--- RECORDS FOR THE EXERCISE ---

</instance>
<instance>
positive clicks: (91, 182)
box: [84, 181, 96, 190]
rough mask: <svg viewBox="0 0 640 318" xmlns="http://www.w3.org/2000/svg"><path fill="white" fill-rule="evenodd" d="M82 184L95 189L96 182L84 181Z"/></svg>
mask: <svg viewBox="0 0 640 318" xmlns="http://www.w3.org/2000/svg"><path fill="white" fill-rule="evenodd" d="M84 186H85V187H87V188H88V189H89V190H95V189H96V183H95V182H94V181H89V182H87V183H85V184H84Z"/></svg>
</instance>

---

## [WHAT YOU SHOULD DO]
Copy the listing above line for line, without changing anything.

## [YOUR RESPONSE]
</instance>
<instance>
positive clicks: (91, 182)
box: [84, 181, 96, 190]
rough mask: <svg viewBox="0 0 640 318" xmlns="http://www.w3.org/2000/svg"><path fill="white" fill-rule="evenodd" d="M82 184L95 189L96 182L84 181Z"/></svg>
mask: <svg viewBox="0 0 640 318" xmlns="http://www.w3.org/2000/svg"><path fill="white" fill-rule="evenodd" d="M84 186H85V187H87V188H88V189H89V190H95V189H96V183H95V182H94V181H89V182H87V183H85V184H84Z"/></svg>
</instance>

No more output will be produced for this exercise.